▶ _What the exercise asks_
Reproduce only the lines from the line containing "Exercise. Mark the woman" to the end of the entries below, including both of those lines.
── Material provided
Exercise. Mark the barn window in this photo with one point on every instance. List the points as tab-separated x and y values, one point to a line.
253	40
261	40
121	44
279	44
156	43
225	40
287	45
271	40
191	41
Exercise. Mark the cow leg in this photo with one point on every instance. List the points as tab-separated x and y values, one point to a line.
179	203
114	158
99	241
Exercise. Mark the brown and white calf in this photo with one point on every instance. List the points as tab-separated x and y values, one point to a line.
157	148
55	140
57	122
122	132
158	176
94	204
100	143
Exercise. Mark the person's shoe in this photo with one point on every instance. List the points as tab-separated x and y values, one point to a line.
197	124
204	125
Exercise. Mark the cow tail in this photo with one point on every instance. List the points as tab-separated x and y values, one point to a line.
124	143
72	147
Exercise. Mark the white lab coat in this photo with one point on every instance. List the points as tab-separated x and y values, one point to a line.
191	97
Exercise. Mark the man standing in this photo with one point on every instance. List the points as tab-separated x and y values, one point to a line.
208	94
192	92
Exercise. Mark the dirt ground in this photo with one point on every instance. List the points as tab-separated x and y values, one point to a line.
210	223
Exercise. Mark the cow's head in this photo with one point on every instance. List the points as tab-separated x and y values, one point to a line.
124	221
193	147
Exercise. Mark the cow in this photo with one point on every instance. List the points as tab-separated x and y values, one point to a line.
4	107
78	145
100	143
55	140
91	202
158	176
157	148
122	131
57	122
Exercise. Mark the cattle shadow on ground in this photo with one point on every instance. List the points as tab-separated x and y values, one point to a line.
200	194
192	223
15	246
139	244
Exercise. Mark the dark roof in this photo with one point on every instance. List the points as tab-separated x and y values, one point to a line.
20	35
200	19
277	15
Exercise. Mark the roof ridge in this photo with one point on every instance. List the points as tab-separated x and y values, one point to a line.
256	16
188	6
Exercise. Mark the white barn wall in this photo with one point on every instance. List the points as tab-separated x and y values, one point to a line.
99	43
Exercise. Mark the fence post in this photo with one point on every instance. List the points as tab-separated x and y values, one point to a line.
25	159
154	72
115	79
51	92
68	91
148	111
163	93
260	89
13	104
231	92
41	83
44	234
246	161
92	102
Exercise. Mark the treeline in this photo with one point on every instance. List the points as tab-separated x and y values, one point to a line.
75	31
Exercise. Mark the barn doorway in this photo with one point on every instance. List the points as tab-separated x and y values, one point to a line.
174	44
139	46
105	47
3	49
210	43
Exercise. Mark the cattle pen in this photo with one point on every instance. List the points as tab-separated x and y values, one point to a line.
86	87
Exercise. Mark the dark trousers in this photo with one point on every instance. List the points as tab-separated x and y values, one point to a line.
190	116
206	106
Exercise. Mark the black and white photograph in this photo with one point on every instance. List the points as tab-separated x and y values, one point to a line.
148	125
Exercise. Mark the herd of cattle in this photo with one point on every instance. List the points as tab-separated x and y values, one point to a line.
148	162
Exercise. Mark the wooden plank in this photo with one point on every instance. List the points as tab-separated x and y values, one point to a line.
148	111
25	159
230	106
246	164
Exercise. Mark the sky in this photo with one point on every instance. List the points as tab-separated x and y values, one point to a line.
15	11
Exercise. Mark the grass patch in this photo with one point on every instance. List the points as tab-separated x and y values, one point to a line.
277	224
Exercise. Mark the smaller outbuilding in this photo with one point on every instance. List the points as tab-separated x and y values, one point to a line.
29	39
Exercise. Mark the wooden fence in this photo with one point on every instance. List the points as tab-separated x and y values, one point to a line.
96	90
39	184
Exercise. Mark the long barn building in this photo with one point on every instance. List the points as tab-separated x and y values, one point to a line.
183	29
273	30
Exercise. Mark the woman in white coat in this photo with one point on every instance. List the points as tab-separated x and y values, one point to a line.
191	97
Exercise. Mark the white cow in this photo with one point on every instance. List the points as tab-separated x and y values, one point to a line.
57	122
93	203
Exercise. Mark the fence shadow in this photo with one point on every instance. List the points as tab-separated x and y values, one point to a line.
────
▶ _Complete output_
Exercise. Mark the woman in white coat in this photo with one point on every instance. List the points as tab-separated x and y values, one point to a line.
191	97
Exercise. Mark the white cow in this photo with one point on every instance. List the points as tab-separated x and y values, one point to a line.
57	122
93	203
Exercise. Mark the fence shadow in this photo with one point on every instance. List the points as tab-separated x and y values, one point to a line.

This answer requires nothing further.